What you need to do: Transcribe every entry that follows exactly, omitting all pictures.

Dataset entries:

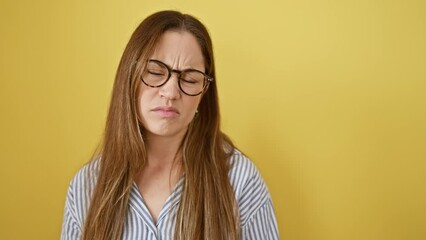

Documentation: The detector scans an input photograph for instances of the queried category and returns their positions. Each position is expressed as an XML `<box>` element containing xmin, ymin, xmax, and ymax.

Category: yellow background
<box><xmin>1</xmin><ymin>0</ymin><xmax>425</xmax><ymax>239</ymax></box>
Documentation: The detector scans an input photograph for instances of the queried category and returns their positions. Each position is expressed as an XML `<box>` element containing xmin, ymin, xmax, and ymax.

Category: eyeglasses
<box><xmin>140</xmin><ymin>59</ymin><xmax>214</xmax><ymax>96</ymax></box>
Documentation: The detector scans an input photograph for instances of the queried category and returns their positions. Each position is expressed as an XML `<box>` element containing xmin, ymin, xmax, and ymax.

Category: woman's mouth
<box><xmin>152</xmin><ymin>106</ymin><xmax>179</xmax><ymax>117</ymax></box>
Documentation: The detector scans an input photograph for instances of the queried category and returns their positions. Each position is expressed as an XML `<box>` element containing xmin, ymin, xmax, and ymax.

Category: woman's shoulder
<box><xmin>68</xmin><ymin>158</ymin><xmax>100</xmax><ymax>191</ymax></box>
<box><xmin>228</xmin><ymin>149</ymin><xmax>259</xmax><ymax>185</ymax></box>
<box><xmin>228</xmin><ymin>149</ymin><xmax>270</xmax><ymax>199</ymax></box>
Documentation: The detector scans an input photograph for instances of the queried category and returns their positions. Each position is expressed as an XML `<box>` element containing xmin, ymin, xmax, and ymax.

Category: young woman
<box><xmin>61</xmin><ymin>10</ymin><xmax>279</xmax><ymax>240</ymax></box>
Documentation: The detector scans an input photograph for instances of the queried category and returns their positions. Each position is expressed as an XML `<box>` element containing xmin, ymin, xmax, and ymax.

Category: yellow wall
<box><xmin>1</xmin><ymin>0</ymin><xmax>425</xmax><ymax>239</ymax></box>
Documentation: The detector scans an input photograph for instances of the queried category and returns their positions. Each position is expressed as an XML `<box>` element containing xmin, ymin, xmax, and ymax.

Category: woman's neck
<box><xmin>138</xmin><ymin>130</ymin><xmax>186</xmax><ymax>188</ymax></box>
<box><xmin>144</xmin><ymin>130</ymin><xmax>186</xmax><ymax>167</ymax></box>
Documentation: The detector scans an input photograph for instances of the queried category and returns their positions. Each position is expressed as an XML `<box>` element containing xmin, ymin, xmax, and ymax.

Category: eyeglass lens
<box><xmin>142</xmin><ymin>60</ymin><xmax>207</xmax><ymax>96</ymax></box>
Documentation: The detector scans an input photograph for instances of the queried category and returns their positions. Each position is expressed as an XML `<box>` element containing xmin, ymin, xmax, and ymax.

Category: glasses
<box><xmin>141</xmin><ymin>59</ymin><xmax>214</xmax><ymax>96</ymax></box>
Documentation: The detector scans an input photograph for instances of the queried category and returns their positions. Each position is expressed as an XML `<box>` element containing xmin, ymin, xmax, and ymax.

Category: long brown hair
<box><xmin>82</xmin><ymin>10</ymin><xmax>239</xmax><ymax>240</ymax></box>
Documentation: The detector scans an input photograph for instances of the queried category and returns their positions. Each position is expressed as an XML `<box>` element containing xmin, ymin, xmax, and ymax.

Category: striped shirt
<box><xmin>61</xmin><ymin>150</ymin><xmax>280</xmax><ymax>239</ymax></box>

Answer to this exercise:
Documentation: The detector scans an input photograph for instances of the queried category and returns their positions. Each position is expressed as an XML `<box>` element containing xmin, ymin, xmax, and ymax.

Category: yellow background
<box><xmin>1</xmin><ymin>0</ymin><xmax>425</xmax><ymax>239</ymax></box>
Documentation: The detector scans an input photograph for instances of the queried category and returns their positions. Each position is expressed as an XML `<box>` element containing xmin, ymin, xmax, and ymax.

Category: eyeglasses
<box><xmin>140</xmin><ymin>59</ymin><xmax>214</xmax><ymax>96</ymax></box>
Documentation: The detector scans an input photograph for instances of the queried category and returns their positions. Each position is expressed as an XML `<box>` element containing xmin, ymin, xmax, and ymax.

Category: woman's mouth
<box><xmin>152</xmin><ymin>106</ymin><xmax>179</xmax><ymax>117</ymax></box>
Documentation: The detector scans an input photograph for instances of the queried category and returns their positions. Each position is expressed as an XML `<box>` element containing xmin, ymin, xmax, and ymax.

Category: woman's shoulder
<box><xmin>68</xmin><ymin>158</ymin><xmax>100</xmax><ymax>191</ymax></box>
<box><xmin>228</xmin><ymin>149</ymin><xmax>259</xmax><ymax>185</ymax></box>
<box><xmin>228</xmin><ymin>149</ymin><xmax>270</xmax><ymax>199</ymax></box>
Documentation: The detector scans an input photograph for instances of the queried category and returns their positions. Each position is expressed as an XML `<box>` element containing xmin, ymin, xmax, and ymax.

Category: young woman
<box><xmin>61</xmin><ymin>10</ymin><xmax>279</xmax><ymax>240</ymax></box>
Documentation: The detector scans an input photograph for instances of the queried category and returns their positions. Each position is expressed as an XML `<box>` element containing xmin, ymin, xmax, and ymax.

Category: yellow wall
<box><xmin>1</xmin><ymin>0</ymin><xmax>425</xmax><ymax>239</ymax></box>
Documentation: The detector scans an input photograph for instances of the queried category and returns their positions. Each position is expressed as an XML `<box>` element containing xmin, ymin, xmax, and ymax.

Category: woman's neck
<box><xmin>138</xmin><ymin>130</ymin><xmax>186</xmax><ymax>188</ymax></box>
<box><xmin>144</xmin><ymin>130</ymin><xmax>186</xmax><ymax>167</ymax></box>
Documentation: The detector scans an input photograph for instances of the queried category and returns their positions. Each position is expressed as an XML `<box>` element containing xmin, ymin, xmax, and ymax.

Category: eyeglass lens
<box><xmin>142</xmin><ymin>60</ymin><xmax>207</xmax><ymax>96</ymax></box>
Documentation: The detector scans an input photograph for instances of the queried category and returns their positions. Each position is expressed as an XML `<box>` element containing xmin, ymin, xmax, and ymax.

Category: glasses
<box><xmin>141</xmin><ymin>59</ymin><xmax>214</xmax><ymax>96</ymax></box>
Documentation: The detector scans an input photograph for instances of the queried category and returns their positions. Each position is expressed as an XML `<box>` element containing xmin, ymin, xmax, and ymax.

Category: long brown hair
<box><xmin>82</xmin><ymin>10</ymin><xmax>239</xmax><ymax>240</ymax></box>
Documentation: The detector scans an input photograph for instances of the queried category and returns their positions. Each position is expressed as an XML `<box>` element containing xmin, ymin, xmax, and ymax.

Category: striped shirt
<box><xmin>61</xmin><ymin>150</ymin><xmax>280</xmax><ymax>239</ymax></box>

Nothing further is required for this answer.